`

高效读取大数据文本文件(上亿行数据)

阅读更多

一.前言

    本文是对大数据文本文件读取(按行读取)的优化,目前常规的方案(限于JDK)有三种,第一种LineNumberReader,第二种RandomAccessFile,第三种是内存映射文件(详见http://sgq0085.iteye.com/blog/1318622)在RandomAccessFile基础上调用getChannel().map(...)。

 

1.LineNumberReader

按行读取,只能从第一行向后遍历,到需要读取的行时开始读入,直到完成;在我的测试用例中,读取1000W行数据每次5万行,用时93秒,效率实测比RandomAccessFile要高,但读取一亿跳数据时效率太低了(因为每次都要从头遍历),因为测试时超过1个小时,放弃测试;

 

2.RandomAccessFile

实际不适用于这种大数据读取,RandomAccessFile是为了磁盘文件的随机访问,所以效率很低,1000w行测试时用时140秒,一亿行数据测试用时1438秒但由于可以通过getFilePointer方法记录位置,并通过seek方法指定读取位置,所以从理论上比较适用这种大数据按行读取的场景;

RandomAccessFile只能按照8859_1这种方法读取,所以需要对内容重新编码,方法如下

 

new String(pin.getBytes("8859_1"), "")

 

 

 

3.内存映射文件

由于每行数据大小不同,内存映射文件在这种情况下不适用,其他情况请参考我的博客(详见http://sgq0085.iteye.com/blog/1318622

 

二.解决方案

 

如果在RandomAccessFile基础上,整合内部缓冲区,效率会有提高,测试过程中1000w行数据用时1秒,1亿行数据用时103(比1438秒快了13倍左右)

◆ 条目摘录 ◆

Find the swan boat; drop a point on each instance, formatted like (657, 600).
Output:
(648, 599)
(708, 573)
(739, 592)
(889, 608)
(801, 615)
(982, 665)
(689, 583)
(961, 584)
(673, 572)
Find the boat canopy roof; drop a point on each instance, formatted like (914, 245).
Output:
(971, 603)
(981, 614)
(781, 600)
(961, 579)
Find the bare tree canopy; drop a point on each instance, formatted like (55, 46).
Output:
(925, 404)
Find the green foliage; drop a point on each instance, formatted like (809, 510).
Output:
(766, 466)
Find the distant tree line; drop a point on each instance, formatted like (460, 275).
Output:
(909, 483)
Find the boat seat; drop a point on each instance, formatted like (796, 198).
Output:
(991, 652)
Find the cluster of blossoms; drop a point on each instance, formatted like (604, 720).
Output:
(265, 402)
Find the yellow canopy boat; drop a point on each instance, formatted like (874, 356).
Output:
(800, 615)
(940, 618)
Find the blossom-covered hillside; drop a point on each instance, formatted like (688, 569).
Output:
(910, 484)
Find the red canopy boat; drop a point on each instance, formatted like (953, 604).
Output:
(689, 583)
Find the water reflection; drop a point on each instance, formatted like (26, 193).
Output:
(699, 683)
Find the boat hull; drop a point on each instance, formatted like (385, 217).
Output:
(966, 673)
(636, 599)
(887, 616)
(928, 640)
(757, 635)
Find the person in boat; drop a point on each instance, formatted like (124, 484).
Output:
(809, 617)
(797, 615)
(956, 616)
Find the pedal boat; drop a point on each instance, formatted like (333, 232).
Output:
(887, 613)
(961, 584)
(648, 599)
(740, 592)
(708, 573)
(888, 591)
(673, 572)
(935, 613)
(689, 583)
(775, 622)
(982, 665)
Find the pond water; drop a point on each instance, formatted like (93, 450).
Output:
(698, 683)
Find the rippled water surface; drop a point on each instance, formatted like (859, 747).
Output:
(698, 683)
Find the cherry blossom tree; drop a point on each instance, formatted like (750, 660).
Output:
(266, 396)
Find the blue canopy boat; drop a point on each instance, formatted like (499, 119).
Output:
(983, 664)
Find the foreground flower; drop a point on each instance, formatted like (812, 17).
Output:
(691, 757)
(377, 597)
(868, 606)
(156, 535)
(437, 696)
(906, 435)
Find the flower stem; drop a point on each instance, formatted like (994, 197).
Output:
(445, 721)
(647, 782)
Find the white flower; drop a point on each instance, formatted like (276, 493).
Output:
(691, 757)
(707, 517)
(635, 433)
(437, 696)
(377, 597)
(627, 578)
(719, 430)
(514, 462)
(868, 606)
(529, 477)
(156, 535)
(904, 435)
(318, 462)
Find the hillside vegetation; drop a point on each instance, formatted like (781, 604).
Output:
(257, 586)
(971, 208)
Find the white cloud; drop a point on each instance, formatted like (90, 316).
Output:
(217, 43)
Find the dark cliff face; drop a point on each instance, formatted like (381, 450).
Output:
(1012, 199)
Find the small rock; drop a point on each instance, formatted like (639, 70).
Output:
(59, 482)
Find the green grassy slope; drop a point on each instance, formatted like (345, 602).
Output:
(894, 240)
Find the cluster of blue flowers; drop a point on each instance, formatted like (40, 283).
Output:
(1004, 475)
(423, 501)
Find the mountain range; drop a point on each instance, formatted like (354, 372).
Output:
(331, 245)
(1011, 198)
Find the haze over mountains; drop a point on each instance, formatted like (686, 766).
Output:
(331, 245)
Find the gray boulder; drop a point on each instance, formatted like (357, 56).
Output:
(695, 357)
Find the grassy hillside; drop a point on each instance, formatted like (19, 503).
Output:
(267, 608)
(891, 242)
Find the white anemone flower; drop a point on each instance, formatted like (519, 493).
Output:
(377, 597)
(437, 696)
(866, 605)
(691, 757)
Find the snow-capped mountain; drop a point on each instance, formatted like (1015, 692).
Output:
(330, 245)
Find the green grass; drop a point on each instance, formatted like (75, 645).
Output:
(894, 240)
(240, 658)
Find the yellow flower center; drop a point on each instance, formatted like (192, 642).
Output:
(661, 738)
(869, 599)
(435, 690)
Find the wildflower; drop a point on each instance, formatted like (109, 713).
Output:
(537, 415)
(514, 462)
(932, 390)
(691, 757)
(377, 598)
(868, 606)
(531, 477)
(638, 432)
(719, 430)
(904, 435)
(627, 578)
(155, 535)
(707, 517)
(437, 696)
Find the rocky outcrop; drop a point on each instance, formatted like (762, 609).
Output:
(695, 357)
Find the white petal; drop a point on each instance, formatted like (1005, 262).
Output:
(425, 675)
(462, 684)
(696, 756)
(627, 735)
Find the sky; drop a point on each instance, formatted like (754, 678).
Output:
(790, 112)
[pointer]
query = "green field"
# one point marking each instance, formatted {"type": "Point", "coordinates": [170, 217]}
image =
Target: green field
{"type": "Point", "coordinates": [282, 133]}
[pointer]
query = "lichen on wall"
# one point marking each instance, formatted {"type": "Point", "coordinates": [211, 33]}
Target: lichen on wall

◆ 给定题目 ◆
把文本部分中以“本文是对大数据文本文件读取(按行读取)的”开头、一直到“el().map(...)。”为止的那段文字一字不差地照抄一遍。

◆ 书面解答 ◆
本文是对大数据文本文件读取(按行读取)的优化,目前常规的方案(限于JDK)有三种,第一种LineNumberReader,第二种RandomAccessFile,第三种是内存映射文件(详见http://sgq0085.iteye.com/blog/1318622)在RandomAccessFile基础上调用getChannel().map(...)。